START ARTICLE

General Improvements

  • HTTP throttling and backoff requests are now treated consistently across all data sources.

  • The bottom of the report module's match view now shows the range of matches shown instead of a contextless page number.

  • The side menus of both the admin and report modules are now fixed to the side of the screen.

  • The "copy" button has been removed from matches from Microsoft Graph-based scans.

  • A benchmarking framework has been implemented for future performance tests.

  • The administration system's log viewer now supports paginated display.

Bugfixes

  • HTTP 503 Service Unavailable responses are now treated as backoff requests.

  • The scanner engine's internal operations are now also constrained by a timeout, making the system much more able to continue after an unexpected failure.

  • Nonconformant OpenDocument office files can now be detected and scanned correctly.

Version 3.15.2, 23rd June 2022

"Natural Reactor"

New in this version

  • The scanner status page now automatically refreshes to track the status of running scans.

  • Organizational structure is now displayed on the organizations page.

  • Security improvements:

  • The user must now reenter or update the password used for authentication if the URL or the username of a scanner job is changed.

  • The database encryption key can now be easily rotated with the new rotate_keys command.

Bugfixes

  • A randomized timeout is now added to backoff requests from web APIs, reducing the risk of workers locking each other out of the server.

  • Embedded objects now produce a correct LastModified date.

  • All components of the scanner engine gracefully disconnect when the RabbitMQ message bus is stopped or restarted.

  • Email elements whose name uses the MIME encoded-word syntax are now displayed correctly throughout the system.

Version 3.15.1, 13th June 2022

"Gentlemen, we can rebuild him. We have the technology."

General Improvements

  • The e2_last_modified-attribute of a scanner is no longer set unless the scan successfully finishes.

Bugfixes

  • The last_modified-property of a spawned object is no longer set to the time it was spawned, but rather to the value of its parent object.

Version 3.15.0, 3rd June 2022

"Hey! Listen!"

New in this version

  • Synchronisation of organisational information:

  • Organisational information imported from external systems is now available in both the administration system and the report module.

  • As a consequence, users who have not yet logged into the report module are still known to it, and can have matches associated with them.

  • When a scanner job is completed, the associated administrative user will now receive an email summarising the data that was scanned.

  • Error messages raised during the execution of a scan are now collected and displayed in the administration system.

General improvements

  • The location information shown for matches in the report module has been improved and made more consistent.

  • The administration system no longer decrypts protected values for the sake of prepopulating a form.

  • The user interface for Microsoft Graph scanner jobs now correctly shows the previously chosen organisational units, if there were any.

  • Email attachments whose name includes non-ASCII characters are now correctly displayed.

Bugfixes

  • The system no longer appears to freeze when asked to scan a data source with no content.

  • Network drive files whose name contains an invalid character no longer cause some of their siblings to be skipped.

  • Scanning a Microsoft Graph organisational unit with no members no longer causes the whole organisation to be scanned.

  • Microsoft Graph organisations with more than a single page of users are now supported correctly.

END ARTICLE

CHALLENGES:
1. Write out part of the release notes word for word, beginning at "Version 3.15.0, 3rd" and stopping after "that was scanned.".
2. Continue the release notes from their last sentence.

START DATASET ENTRIES

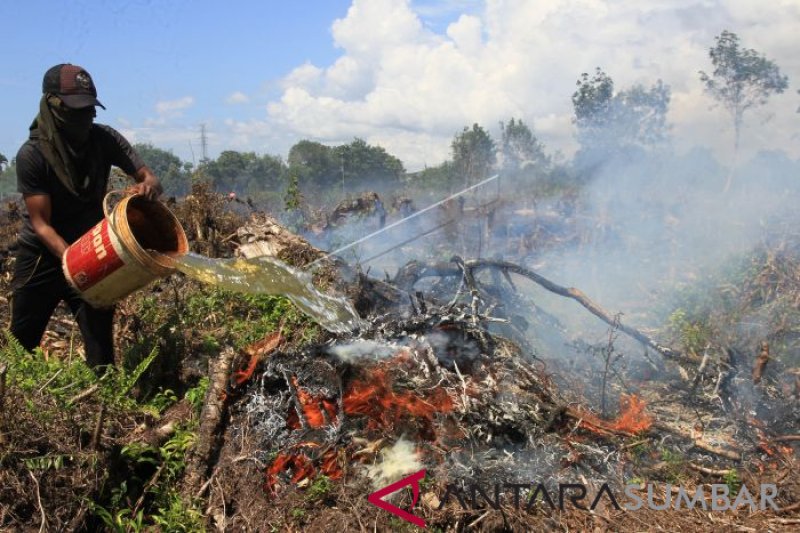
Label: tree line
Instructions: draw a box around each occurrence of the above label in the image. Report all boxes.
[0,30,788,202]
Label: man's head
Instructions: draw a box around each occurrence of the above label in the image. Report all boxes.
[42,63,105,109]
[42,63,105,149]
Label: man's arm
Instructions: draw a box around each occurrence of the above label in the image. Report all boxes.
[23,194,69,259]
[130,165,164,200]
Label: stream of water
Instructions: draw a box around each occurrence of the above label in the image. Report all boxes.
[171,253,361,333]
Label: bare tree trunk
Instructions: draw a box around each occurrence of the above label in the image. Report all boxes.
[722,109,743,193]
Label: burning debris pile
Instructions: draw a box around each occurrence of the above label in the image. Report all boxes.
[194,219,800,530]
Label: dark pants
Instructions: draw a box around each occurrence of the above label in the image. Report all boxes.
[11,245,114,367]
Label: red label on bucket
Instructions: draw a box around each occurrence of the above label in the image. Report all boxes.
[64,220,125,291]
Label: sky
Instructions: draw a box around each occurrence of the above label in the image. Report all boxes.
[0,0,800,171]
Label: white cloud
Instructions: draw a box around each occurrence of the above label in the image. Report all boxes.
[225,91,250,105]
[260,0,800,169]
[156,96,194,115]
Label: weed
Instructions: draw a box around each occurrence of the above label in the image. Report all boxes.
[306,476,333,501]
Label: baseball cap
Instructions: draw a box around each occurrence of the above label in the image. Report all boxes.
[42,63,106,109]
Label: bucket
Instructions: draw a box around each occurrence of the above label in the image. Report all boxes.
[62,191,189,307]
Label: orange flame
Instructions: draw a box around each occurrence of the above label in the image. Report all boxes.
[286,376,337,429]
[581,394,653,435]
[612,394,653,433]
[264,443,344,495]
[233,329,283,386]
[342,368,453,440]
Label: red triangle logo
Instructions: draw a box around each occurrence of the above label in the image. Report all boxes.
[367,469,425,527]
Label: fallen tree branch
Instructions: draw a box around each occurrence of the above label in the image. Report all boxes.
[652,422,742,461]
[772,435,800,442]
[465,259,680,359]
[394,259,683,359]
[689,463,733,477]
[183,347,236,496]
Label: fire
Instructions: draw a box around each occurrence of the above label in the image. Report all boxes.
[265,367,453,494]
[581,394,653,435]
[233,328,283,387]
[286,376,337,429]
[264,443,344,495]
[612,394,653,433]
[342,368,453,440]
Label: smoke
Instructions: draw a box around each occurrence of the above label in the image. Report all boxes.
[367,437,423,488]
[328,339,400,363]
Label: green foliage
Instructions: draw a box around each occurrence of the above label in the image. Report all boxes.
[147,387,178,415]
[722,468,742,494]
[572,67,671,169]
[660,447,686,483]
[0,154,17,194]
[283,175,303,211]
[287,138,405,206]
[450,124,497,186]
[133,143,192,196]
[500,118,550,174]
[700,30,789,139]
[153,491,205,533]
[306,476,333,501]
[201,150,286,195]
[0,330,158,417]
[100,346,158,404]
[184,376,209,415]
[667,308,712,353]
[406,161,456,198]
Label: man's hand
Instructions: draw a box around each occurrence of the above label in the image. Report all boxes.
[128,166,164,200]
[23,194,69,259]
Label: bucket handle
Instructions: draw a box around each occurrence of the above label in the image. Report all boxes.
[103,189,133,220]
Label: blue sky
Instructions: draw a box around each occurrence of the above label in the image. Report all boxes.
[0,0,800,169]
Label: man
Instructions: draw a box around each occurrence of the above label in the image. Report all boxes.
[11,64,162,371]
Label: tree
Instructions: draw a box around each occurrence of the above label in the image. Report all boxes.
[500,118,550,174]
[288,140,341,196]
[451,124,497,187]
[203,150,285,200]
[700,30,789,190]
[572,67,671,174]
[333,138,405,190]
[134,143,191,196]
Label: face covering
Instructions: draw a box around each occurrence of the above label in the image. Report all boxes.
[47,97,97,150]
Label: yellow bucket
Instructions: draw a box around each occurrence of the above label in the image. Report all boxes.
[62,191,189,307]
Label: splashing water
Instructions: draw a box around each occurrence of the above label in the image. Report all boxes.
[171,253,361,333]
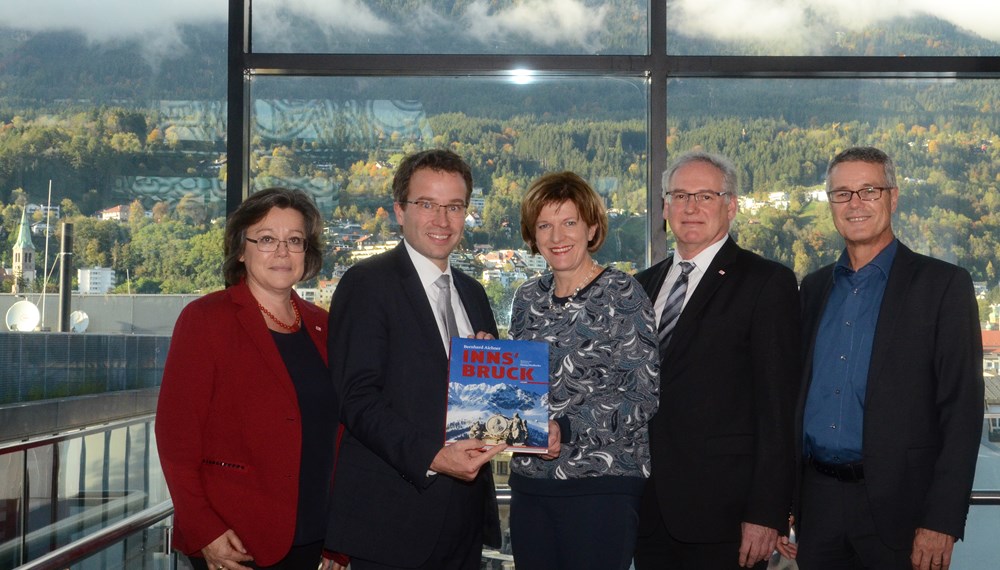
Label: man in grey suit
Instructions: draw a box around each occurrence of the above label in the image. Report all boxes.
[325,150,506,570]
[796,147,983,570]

END DATASET ENTRIES

EXPECTED OUTPUTS:
1.
Version 3.15.0, 3rd June 2022

"Hey! Listen!"

New in this version

  • Synchronisation of organisational information:

  • Organisational information imported from external systems is now available in both the administration system and the report module.

  • As a consequence, users who have not yet logged into the report module are still known to it, and can have matches associated with them.

  • When a scanner job is completed, the associated administrative user will now receive an email summarising the data that was scanned.

2.
  • The administration system's collector process can once more be run in parallel without risk of making the scan status inconsistent.

  • The scanner motor can now correctly detect the deletion of Microsoft Graph mails.

  • The administration system's collector process no longer raises a database error when it attempts to store an unexpectedly large object.

Notes

  • The logic that checks whether or not a file has changed since the last scan may reach the wrong conclusion for certain deeply-nested files. We expect a fix for this issue to be included in the next minor release.

Version 3.14.3, 6th May 2022

"A Thousand Pictures Are Worth A Million Words"

New in this version

  • Scan status snapshots:

  • The system now records snapshots of the execution status of each scan.

  • This information will be used in future releases to improve scan time estimates and to provide a visualisation of the system's performance.

General improvements

  • The drive letters associated with network drives can now be used to specify an arbitrary path prefix.

  • Database conflicts that may occur during the organisation creation process no longer produce an unhelpful default error page.

Bugfixes

  • The timestamps associated with scan status objects are once more kept up to date.

  • Handled matches should no longer reappear when certain files are deleted.

  • Microsoft Azure Active Directory accounts that do not define a first name or surname no longer cause import failures.

  • The administration system no longer records changes to potentially sensitive scanner fields in the log.

  • Organisations whose name contains a Danish character are now supported correctly.

Version 3.14.2, 22nd April 2022

"Graphiti"

New in this version

  • Initial support for scanning Outlook Calendar appointments using Microsoft Graph.

  • Support for importing organisational structure from Microsoft Azure Active Directory, as an alternative to on-premise AD synchronisation via LDAP.

  • Initial support for selecting organizational units in Microsoft Graph-based scanners.

  • The administration module documentation now includes an Office 365 section.

General improvements

  • Microsoft Graph-based scans of Office 365, OneDrive and SharePoint should now be considered mature enough for test deployments.

  • OS2datascanner can now scan all tabs of a large spreadsheet file thanks to a new version of LibreOffice.

  • Integrated support for profiling running code using Python's cProfile module.

  • The "change password" forms are now accessible from the user interface. (This is primarily useful when not using an SSO based login.)

  • The background job runner can now also run other tasks, not just LDAP import.

  • Updated CD flow to our test servers.

Bugfixes

  • Email notifications now correctly display all results by default.

  • Censored checkup objects no longer confuse the report module into hiding matches.

  • Scan status objects now work reliably with Microsoft Graph-based scanners.

Version 3.14.1, 15th March 2022

"Jet Fuel for the Parallelisation Rocket"

New in this version

  • The database indexes have been optimised for the administration system's collector process, allowing for better performance and more efficient parallelism.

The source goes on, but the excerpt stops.